____ MATERIAL SHOWN

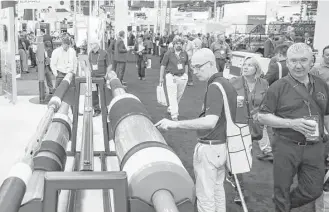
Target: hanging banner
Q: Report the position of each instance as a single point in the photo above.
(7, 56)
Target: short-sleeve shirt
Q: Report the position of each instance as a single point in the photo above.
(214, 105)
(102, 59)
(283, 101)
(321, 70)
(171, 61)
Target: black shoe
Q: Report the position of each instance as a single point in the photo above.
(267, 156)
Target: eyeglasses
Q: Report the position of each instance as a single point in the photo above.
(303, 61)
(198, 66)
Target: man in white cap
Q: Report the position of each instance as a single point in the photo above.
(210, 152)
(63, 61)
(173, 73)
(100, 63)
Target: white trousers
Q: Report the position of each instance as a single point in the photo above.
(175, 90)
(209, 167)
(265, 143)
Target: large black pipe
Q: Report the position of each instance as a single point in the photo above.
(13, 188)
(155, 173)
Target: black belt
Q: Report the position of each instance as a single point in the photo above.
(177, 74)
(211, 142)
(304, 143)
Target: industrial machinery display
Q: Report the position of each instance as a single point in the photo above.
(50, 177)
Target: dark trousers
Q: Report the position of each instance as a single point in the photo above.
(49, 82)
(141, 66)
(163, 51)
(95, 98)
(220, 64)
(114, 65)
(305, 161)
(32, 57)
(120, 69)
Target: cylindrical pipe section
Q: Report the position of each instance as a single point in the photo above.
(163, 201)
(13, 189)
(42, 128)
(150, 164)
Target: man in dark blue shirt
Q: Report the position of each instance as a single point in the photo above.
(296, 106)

________
____ MATERIAL SHOWN

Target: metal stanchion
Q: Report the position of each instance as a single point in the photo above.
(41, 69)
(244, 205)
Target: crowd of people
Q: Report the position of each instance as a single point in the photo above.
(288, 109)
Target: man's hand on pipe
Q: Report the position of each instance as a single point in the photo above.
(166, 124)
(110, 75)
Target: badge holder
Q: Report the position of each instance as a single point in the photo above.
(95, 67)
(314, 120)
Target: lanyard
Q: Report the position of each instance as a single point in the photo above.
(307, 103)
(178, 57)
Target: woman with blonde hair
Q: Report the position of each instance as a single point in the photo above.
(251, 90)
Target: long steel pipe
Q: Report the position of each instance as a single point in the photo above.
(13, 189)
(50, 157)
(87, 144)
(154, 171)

________
____ MATERIAL SHOWN

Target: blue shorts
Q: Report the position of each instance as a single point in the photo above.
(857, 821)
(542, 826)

________

Count the lines of the data above that contain the word "blue". Reply with the number alone.

2